### What to work on
Could you transcribe the article on French driving schools word for word, from "Regulations are proving" to "in the courts."?

French motoring schools driven to distraction

  • Published
Driving school in Paris
Image caption,

Young drivers can wait years to retake a test if they fail first time

At Ornikar's headquarters on Paris's trendy rue Oberkampf, they have taken care to install a functioning DVD player.

No one will ever use it. Nowadays everyone studies driving theory at home, online. But it is "regulations".

Regulations are proving the bane of Ornikar's founders, Alexandre Chartier and Benjamin Gaignault.

It is eight months since they applied for authorisation to operate as a driving school.

They think they have devised a model which would cut the cost of getting a licence by half.

But there are legal challenges, and the licensing authorities are dubious. So they are still waiting.

Image caption,

Ornikar's founders want to hire driving instructors who take bookings online

"It is extremely frustrating," says Mr Chartier. "We are renting these premises with no money coming in. In addition we have had to hire a lawyer to fight our case in the courts.

"The stress makes it very hard to focus on what we really want to be doing: which is improving the lives of people who want to take their driving tests."

System bypass

Everyone knows that the driving test system in France is banjaxed.

Young people pay up to 3,000 euros (£2,403; $3,900) to get through the process. If they fail at the first attempt, it can be months or years before they get a second go.

They are tied to a school system which is obsessed with keeping up the first-take success rate. As a result, less-gifted learners find themselves waiting interminably for an exam slot.

So laborious and costly is the process that it is reckoned several hundred thousand drivers in France have simply abandoned hope and are driving illegally - without a licence.

Ornikar represents the web economy's first shot at disrupting the established modus operandi.

### Given material
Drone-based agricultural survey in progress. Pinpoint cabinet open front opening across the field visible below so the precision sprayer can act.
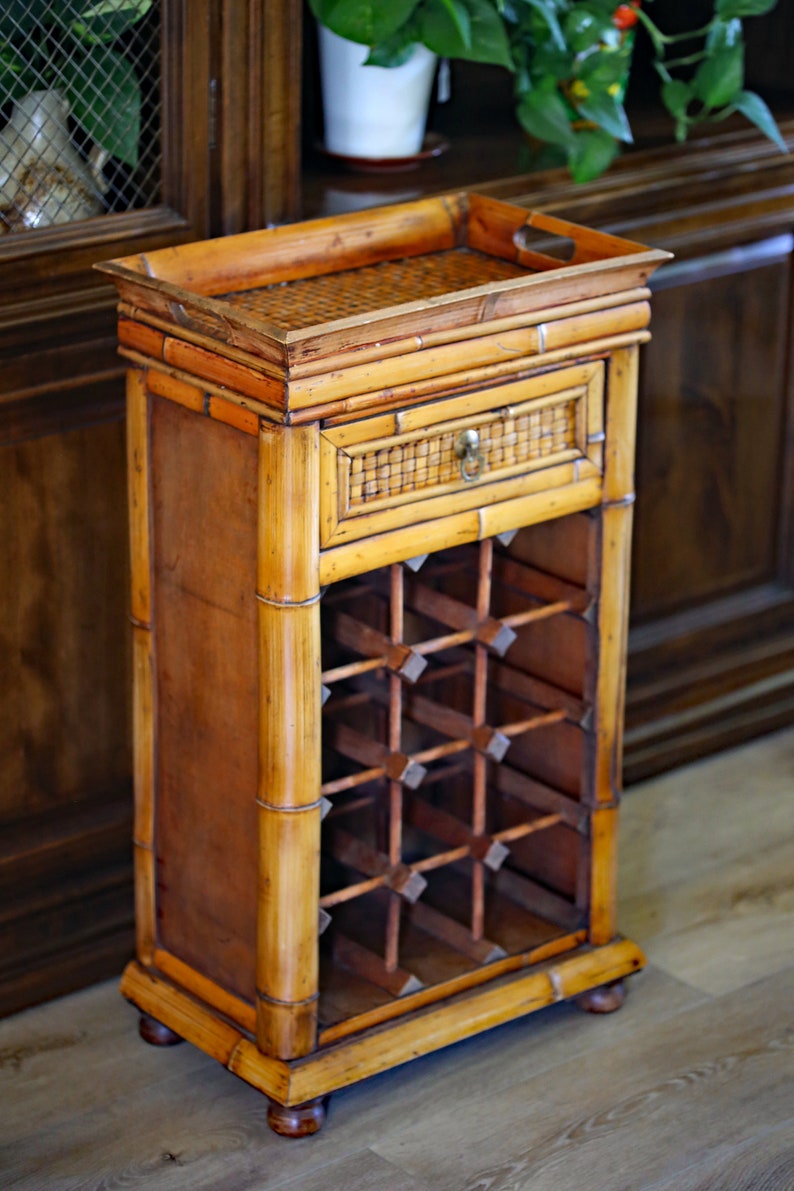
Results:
[319,515,598,1036]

### Output for this task
Regulations are proving the bane of Ornikar's founders, Alexandre Chartier and Benjamin Gaignault.

It is eight months since they applied for authorisation to operate as a driving school.

They think they have devised a model which would cut the cost of getting a licence by half.

But there are legal challenges, and the licensing authorities are dubious. So they are still waiting.

Image caption,

Ornikar's founders want to hire driving instructors who take bookings online

"It is extremely frustrating," says Mr Chartier. "We are renting these premises with no money coming in. In addition we have had to hire a lawyer to fight our case in the courts.